Copy everything from the line containing "like x=284 y=138." down to the line containing "x=224 y=128", both ends included, but multiply each listed marker coordinate by 0.85 and round to the nearest whole number, halves up. Leave the sample coordinates after "each like" unchanged.

Given records:
%%
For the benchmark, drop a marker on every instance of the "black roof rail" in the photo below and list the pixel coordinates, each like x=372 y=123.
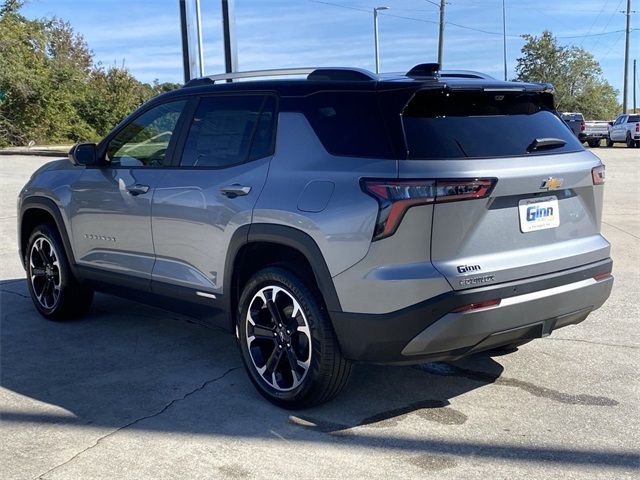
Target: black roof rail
x=313 y=73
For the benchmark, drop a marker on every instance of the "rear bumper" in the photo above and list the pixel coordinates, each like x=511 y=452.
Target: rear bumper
x=431 y=330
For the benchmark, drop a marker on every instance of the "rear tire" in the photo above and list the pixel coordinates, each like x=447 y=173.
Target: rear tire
x=56 y=293
x=287 y=342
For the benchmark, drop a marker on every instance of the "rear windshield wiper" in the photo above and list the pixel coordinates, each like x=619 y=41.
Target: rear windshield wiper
x=540 y=143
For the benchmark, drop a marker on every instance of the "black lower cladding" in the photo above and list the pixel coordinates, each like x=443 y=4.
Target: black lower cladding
x=380 y=338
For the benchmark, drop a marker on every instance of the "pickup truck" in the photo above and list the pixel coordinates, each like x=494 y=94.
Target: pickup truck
x=594 y=132
x=626 y=128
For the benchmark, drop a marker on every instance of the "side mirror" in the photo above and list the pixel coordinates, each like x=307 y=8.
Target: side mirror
x=83 y=154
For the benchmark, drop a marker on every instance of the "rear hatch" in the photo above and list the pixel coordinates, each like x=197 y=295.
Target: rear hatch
x=542 y=213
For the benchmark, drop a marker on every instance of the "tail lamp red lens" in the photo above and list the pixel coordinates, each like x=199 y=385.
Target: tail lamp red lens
x=476 y=306
x=597 y=174
x=395 y=197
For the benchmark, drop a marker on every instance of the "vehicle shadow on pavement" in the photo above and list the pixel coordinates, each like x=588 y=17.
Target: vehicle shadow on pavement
x=131 y=366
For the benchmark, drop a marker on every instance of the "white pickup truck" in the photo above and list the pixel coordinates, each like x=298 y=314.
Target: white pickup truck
x=626 y=128
x=594 y=132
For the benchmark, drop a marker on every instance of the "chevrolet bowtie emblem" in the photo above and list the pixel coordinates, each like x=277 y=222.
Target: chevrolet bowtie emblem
x=551 y=183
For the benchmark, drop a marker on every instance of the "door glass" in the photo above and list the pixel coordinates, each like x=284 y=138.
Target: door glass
x=144 y=141
x=224 y=128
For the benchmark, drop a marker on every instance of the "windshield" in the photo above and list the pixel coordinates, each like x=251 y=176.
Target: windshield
x=445 y=124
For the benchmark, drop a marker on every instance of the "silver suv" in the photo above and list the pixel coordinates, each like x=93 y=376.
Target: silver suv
x=336 y=218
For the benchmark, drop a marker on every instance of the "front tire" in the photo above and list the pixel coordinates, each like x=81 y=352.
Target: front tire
x=56 y=293
x=287 y=342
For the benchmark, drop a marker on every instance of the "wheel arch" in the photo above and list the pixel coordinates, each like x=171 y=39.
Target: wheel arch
x=36 y=210
x=268 y=244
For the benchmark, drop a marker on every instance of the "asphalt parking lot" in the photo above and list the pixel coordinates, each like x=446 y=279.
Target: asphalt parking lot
x=136 y=392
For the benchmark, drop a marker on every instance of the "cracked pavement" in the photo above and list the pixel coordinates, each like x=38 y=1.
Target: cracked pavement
x=132 y=391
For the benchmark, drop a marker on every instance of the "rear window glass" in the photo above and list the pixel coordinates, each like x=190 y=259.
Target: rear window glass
x=443 y=124
x=347 y=123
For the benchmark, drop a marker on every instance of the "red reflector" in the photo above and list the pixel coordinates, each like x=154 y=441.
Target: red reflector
x=476 y=306
x=602 y=276
x=597 y=174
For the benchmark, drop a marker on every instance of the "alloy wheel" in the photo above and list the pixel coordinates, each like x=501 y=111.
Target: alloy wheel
x=44 y=272
x=278 y=338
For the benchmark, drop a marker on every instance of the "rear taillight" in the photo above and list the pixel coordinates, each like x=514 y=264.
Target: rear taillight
x=395 y=197
x=597 y=173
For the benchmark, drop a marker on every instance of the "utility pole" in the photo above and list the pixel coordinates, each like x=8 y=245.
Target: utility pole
x=199 y=32
x=504 y=38
x=376 y=44
x=441 y=33
x=184 y=32
x=626 y=58
x=635 y=79
x=229 y=37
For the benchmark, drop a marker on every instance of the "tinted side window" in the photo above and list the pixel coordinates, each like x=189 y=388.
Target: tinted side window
x=224 y=127
x=348 y=123
x=144 y=141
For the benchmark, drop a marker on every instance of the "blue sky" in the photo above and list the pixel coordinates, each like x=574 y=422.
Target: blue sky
x=285 y=33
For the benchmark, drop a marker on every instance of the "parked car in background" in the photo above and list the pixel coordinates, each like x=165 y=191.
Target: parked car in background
x=626 y=128
x=575 y=122
x=595 y=131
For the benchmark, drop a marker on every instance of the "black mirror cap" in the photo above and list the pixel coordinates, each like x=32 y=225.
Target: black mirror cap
x=84 y=154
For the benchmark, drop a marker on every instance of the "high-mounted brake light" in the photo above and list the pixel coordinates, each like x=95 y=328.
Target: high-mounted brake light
x=395 y=197
x=597 y=173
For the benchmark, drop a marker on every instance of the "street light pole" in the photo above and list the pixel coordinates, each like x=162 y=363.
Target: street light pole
x=375 y=35
x=199 y=33
x=504 y=39
x=626 y=58
x=441 y=34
%%
Complete response:
For the benchmark, drop a marker on every instance of the "door glass" in the photo above and list the pixel coordinates, each like x=284 y=138.
Target: door glass
x=122 y=120
x=190 y=109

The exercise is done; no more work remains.